WHAT TO WORK ON
Count the rows below that contain the word "white". Give only the number.

MATERIALS PROVIDED
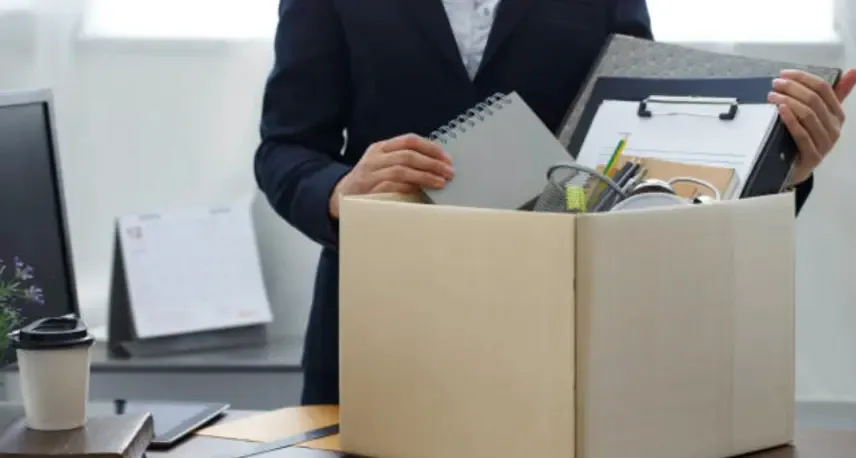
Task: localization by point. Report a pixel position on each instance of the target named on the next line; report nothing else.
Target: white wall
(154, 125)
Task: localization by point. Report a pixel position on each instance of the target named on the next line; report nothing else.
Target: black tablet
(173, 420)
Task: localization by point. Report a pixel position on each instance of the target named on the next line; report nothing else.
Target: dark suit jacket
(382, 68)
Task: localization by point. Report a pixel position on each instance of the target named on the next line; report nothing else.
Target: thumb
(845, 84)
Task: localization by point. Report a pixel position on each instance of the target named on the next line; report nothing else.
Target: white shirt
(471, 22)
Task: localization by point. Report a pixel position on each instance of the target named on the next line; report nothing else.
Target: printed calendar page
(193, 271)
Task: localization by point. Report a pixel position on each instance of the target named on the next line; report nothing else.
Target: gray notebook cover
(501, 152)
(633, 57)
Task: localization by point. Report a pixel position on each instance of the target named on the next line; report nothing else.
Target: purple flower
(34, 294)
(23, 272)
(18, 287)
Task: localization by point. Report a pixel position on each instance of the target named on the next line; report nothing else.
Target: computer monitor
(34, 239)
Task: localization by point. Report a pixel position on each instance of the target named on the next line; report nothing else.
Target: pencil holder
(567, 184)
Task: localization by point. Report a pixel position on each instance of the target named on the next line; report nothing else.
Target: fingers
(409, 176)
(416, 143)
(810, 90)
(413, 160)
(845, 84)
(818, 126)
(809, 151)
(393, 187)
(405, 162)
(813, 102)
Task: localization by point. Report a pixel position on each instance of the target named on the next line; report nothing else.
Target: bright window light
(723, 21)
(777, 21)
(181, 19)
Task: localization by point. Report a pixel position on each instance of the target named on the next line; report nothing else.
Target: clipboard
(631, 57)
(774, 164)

...

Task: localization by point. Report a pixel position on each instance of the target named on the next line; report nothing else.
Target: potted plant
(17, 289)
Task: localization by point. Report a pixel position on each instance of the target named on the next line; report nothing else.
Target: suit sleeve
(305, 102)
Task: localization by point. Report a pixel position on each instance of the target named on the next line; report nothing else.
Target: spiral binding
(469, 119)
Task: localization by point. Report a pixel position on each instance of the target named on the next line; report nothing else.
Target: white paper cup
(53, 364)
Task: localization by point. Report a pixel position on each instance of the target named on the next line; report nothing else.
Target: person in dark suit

FINAL RESULT
3